------ Exercise data

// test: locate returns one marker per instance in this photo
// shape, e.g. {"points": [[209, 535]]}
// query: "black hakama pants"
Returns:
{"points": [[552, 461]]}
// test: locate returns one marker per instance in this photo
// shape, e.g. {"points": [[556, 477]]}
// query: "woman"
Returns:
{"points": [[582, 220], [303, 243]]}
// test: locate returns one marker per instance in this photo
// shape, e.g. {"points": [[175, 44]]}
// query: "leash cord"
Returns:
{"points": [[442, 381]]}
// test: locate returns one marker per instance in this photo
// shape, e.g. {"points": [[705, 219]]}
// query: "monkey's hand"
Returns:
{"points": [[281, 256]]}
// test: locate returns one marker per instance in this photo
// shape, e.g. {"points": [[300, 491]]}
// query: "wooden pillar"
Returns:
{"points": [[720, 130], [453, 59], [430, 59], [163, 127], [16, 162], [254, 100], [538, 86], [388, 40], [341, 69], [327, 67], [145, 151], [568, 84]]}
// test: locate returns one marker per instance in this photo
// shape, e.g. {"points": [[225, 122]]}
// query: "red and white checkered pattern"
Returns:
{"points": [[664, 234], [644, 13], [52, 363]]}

------------
------ Exercise data

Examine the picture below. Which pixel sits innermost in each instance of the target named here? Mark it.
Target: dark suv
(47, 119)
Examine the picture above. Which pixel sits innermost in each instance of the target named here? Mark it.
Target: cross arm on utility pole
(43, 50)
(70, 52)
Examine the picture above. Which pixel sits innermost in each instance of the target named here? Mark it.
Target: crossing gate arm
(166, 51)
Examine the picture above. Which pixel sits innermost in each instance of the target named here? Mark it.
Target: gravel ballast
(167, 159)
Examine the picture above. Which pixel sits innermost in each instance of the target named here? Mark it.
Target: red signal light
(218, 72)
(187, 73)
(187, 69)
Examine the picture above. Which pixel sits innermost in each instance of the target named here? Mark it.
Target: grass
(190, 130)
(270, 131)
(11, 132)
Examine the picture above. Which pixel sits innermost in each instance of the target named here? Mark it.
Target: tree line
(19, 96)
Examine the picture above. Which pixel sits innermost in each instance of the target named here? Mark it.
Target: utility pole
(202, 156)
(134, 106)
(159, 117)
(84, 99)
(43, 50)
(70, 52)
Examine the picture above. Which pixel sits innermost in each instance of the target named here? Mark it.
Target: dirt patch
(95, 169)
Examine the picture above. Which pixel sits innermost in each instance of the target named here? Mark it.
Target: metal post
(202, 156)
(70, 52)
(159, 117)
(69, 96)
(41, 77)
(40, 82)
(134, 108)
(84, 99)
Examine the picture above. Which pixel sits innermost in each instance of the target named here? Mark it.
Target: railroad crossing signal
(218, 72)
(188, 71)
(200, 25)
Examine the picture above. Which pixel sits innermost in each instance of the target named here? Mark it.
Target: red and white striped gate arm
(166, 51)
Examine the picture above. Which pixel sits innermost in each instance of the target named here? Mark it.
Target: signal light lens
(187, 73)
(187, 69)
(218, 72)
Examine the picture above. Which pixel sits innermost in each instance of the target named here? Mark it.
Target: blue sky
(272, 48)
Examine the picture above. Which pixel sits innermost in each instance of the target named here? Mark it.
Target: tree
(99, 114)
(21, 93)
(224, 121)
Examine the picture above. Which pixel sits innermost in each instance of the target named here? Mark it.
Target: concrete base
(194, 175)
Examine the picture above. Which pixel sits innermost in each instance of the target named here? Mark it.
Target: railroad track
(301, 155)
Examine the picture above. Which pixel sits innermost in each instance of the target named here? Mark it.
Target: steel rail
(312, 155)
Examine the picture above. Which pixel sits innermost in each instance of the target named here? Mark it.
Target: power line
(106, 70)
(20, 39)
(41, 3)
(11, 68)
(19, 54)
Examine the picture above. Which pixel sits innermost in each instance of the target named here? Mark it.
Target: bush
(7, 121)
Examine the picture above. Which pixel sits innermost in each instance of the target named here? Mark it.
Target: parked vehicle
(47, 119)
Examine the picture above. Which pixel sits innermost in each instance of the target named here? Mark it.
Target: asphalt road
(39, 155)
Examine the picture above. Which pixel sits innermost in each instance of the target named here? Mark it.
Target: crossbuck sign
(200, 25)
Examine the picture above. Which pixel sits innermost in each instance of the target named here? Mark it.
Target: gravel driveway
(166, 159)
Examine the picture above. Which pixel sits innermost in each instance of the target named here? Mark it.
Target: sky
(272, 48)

------------

The lines above that hold the word "query" should be found and copied out.

// query: "black hakama pants"
// query: "woman"
// query: "leash cord"
// query: "monkey's hand"
// query: "wooden pillar"
// query: "red and white checkered pattern"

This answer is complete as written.